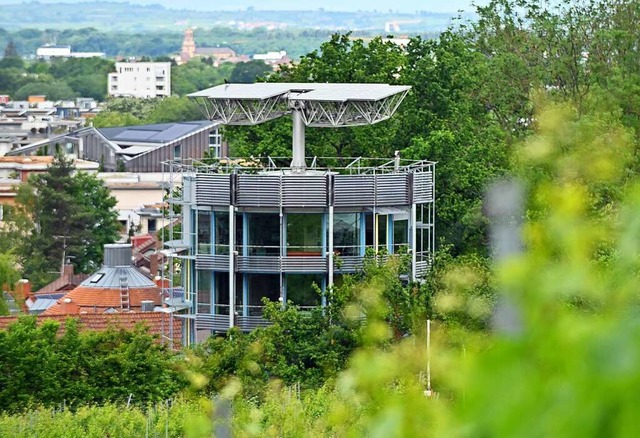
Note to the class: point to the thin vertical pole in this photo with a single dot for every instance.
(298, 162)
(428, 357)
(330, 267)
(232, 235)
(414, 243)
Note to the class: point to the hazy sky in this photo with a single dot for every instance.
(333, 5)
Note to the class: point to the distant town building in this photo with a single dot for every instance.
(140, 148)
(274, 59)
(188, 50)
(140, 79)
(53, 50)
(49, 51)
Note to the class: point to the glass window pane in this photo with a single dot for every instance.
(304, 234)
(264, 234)
(368, 219)
(204, 232)
(262, 285)
(222, 293)
(382, 231)
(204, 292)
(222, 233)
(346, 234)
(303, 290)
(400, 234)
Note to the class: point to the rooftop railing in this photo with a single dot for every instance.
(268, 164)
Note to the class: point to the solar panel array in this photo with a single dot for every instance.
(302, 91)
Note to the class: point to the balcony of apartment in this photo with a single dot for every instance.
(289, 227)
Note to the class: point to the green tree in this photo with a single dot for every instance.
(70, 213)
(248, 72)
(10, 50)
(174, 109)
(55, 90)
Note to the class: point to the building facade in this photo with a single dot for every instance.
(140, 79)
(259, 228)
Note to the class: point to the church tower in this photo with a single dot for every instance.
(188, 46)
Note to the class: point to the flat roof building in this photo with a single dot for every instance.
(282, 229)
(140, 79)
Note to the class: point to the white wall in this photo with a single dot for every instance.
(140, 79)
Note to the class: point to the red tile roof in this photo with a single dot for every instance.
(158, 323)
(85, 299)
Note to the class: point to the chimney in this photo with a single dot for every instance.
(118, 254)
(67, 270)
(23, 289)
(22, 293)
(147, 305)
(162, 283)
(153, 265)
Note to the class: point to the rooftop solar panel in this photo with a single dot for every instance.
(302, 91)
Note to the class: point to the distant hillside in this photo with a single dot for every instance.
(125, 16)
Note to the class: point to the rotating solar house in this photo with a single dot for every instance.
(253, 228)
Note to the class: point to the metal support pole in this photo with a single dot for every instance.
(330, 267)
(232, 275)
(428, 358)
(414, 243)
(298, 163)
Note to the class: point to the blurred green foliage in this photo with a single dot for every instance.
(510, 94)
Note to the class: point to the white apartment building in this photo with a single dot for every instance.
(140, 79)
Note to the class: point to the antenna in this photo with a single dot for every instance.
(310, 104)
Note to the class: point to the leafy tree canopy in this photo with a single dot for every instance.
(63, 212)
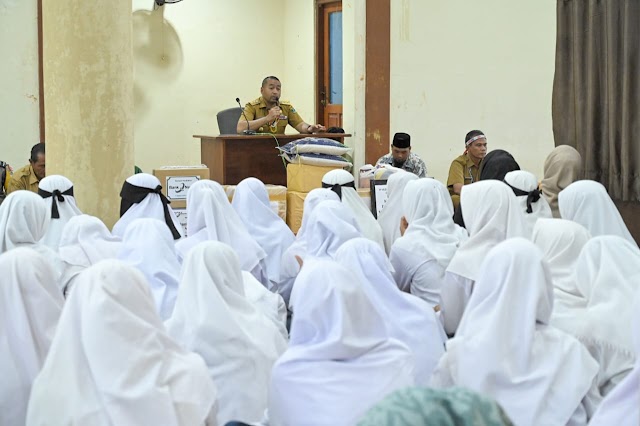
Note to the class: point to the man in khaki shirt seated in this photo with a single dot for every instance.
(465, 168)
(30, 175)
(268, 114)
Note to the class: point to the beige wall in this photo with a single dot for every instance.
(19, 93)
(462, 65)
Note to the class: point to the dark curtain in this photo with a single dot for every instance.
(596, 90)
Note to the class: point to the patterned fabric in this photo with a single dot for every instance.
(434, 407)
(414, 164)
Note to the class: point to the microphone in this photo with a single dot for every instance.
(248, 131)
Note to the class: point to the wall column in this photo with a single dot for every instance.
(88, 89)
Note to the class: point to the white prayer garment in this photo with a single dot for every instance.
(30, 306)
(561, 167)
(251, 202)
(491, 214)
(24, 220)
(587, 203)
(112, 363)
(289, 266)
(561, 242)
(620, 407)
(213, 318)
(57, 192)
(422, 254)
(407, 318)
(85, 241)
(142, 198)
(343, 181)
(607, 276)
(525, 186)
(210, 217)
(341, 359)
(505, 348)
(389, 217)
(148, 246)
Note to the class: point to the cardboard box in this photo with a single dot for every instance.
(277, 198)
(304, 178)
(176, 181)
(181, 214)
(295, 206)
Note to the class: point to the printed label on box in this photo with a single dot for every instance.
(177, 186)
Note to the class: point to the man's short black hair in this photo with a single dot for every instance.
(271, 77)
(472, 134)
(37, 149)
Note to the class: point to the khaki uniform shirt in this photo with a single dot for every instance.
(462, 171)
(24, 178)
(258, 109)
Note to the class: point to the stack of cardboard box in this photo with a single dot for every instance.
(301, 179)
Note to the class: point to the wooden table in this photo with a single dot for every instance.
(232, 158)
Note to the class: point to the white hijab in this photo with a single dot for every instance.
(620, 406)
(491, 214)
(251, 202)
(607, 276)
(210, 217)
(505, 348)
(214, 319)
(561, 242)
(407, 318)
(85, 241)
(111, 361)
(431, 233)
(341, 360)
(151, 207)
(527, 182)
(148, 246)
(587, 203)
(30, 306)
(367, 223)
(389, 217)
(65, 205)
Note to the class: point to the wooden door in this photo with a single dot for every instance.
(329, 64)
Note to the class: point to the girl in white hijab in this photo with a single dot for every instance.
(407, 318)
(142, 198)
(214, 319)
(587, 203)
(289, 266)
(341, 359)
(57, 192)
(562, 167)
(251, 202)
(389, 217)
(422, 254)
(343, 183)
(147, 245)
(491, 215)
(561, 242)
(30, 306)
(112, 362)
(620, 407)
(525, 187)
(210, 217)
(505, 348)
(85, 241)
(607, 276)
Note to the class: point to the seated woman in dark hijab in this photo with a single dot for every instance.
(495, 165)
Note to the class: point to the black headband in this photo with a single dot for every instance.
(132, 194)
(57, 196)
(532, 196)
(337, 188)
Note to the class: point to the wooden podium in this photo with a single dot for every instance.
(232, 158)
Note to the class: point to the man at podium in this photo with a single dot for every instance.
(268, 114)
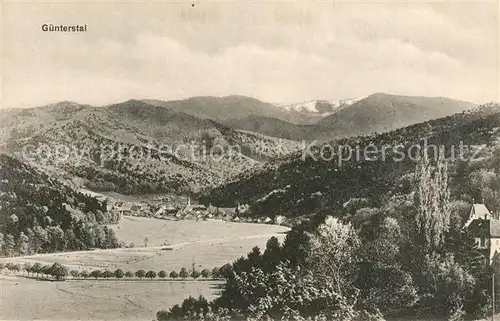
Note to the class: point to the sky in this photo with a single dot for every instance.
(279, 52)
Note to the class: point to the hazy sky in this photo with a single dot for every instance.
(277, 52)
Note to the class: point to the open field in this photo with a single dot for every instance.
(207, 243)
(28, 299)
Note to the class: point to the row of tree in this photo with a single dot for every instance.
(402, 259)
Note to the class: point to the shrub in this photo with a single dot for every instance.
(195, 274)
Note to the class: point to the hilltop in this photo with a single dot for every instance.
(306, 183)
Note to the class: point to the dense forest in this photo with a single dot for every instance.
(38, 214)
(376, 240)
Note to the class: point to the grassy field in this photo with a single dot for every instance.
(207, 243)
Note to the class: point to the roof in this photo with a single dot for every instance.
(480, 210)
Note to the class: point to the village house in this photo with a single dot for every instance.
(485, 228)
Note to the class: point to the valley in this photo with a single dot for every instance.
(206, 244)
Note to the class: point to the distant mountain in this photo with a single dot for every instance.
(379, 113)
(234, 107)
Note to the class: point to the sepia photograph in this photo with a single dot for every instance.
(250, 160)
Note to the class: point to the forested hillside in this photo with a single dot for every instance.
(38, 214)
(300, 185)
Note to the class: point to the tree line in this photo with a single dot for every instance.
(60, 272)
(41, 215)
(404, 259)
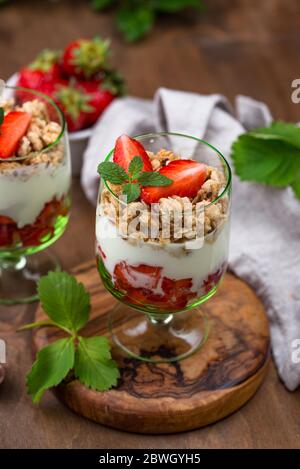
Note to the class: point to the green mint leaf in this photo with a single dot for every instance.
(64, 300)
(51, 366)
(1, 115)
(93, 364)
(172, 6)
(112, 172)
(266, 161)
(102, 4)
(286, 132)
(135, 167)
(296, 187)
(154, 179)
(132, 191)
(135, 22)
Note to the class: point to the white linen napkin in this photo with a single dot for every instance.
(265, 233)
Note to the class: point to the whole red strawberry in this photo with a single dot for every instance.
(85, 58)
(101, 92)
(44, 69)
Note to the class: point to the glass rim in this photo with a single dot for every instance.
(50, 145)
(177, 134)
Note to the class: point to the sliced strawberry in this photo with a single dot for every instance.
(140, 276)
(126, 148)
(7, 228)
(187, 175)
(102, 253)
(14, 127)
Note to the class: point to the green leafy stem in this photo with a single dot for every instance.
(67, 305)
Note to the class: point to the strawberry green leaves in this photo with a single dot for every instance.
(51, 366)
(93, 364)
(270, 156)
(132, 182)
(67, 305)
(65, 301)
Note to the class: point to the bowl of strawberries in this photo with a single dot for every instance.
(81, 82)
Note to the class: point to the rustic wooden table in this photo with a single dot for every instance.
(238, 47)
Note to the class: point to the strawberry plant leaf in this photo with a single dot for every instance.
(132, 191)
(269, 156)
(154, 179)
(65, 301)
(112, 172)
(135, 22)
(284, 131)
(102, 4)
(93, 364)
(135, 167)
(51, 366)
(296, 187)
(172, 6)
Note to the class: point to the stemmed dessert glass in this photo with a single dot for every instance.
(160, 285)
(34, 206)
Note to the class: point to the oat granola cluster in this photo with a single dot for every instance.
(41, 132)
(169, 211)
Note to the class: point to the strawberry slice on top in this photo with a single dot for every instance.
(187, 175)
(126, 149)
(13, 128)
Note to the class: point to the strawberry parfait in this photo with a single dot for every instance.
(162, 224)
(35, 177)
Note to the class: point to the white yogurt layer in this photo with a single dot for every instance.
(175, 261)
(25, 191)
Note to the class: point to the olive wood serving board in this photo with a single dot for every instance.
(170, 398)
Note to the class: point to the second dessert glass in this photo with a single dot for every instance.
(159, 285)
(34, 197)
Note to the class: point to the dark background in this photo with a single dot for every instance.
(236, 47)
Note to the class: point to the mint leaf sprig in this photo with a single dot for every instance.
(132, 182)
(67, 304)
(269, 155)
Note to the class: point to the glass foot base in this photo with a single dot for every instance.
(19, 276)
(158, 338)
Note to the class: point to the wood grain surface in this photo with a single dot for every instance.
(171, 398)
(239, 47)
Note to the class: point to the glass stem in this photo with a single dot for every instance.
(12, 263)
(160, 319)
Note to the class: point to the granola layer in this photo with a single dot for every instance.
(41, 133)
(153, 219)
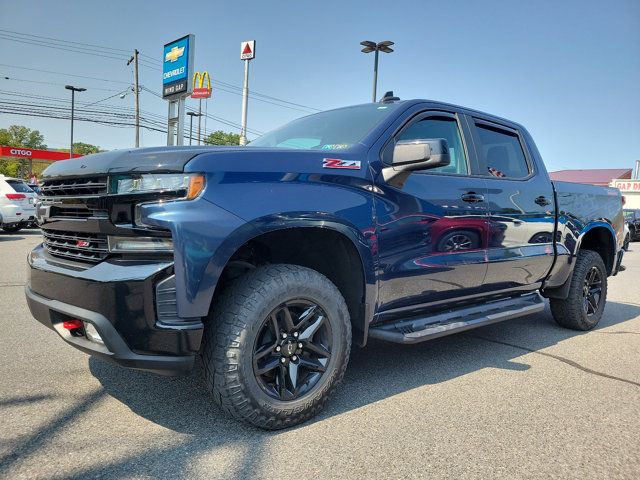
+--
> [Instructions for the task] Your copy should hold exactly and only the lines from the one containing "Note to the class: point to the dark background" through the end of the material, inclusive, repeated word for word and without pictures.

> [Expected output]
Note to the class: point to the dark background in this photo with a single dot for every instance.
(236, 47)
Note to the class: point to the mint leaf sprig in this photo with a single dot for every instance.
(132, 182)
(67, 304)
(269, 155)
Note to the class: point to the glass foot base in this photo with a single dot for every instance.
(19, 276)
(158, 338)
Note to the class: point to the wood grain surface in this photo with a single dot for every instance.
(171, 398)
(239, 47)
Note to the class: point to the glass stem in this photo with a single dot for every instance.
(12, 263)
(160, 319)
Note to the class: point to the granola layer in this photo with a single dot for every instance.
(41, 133)
(153, 219)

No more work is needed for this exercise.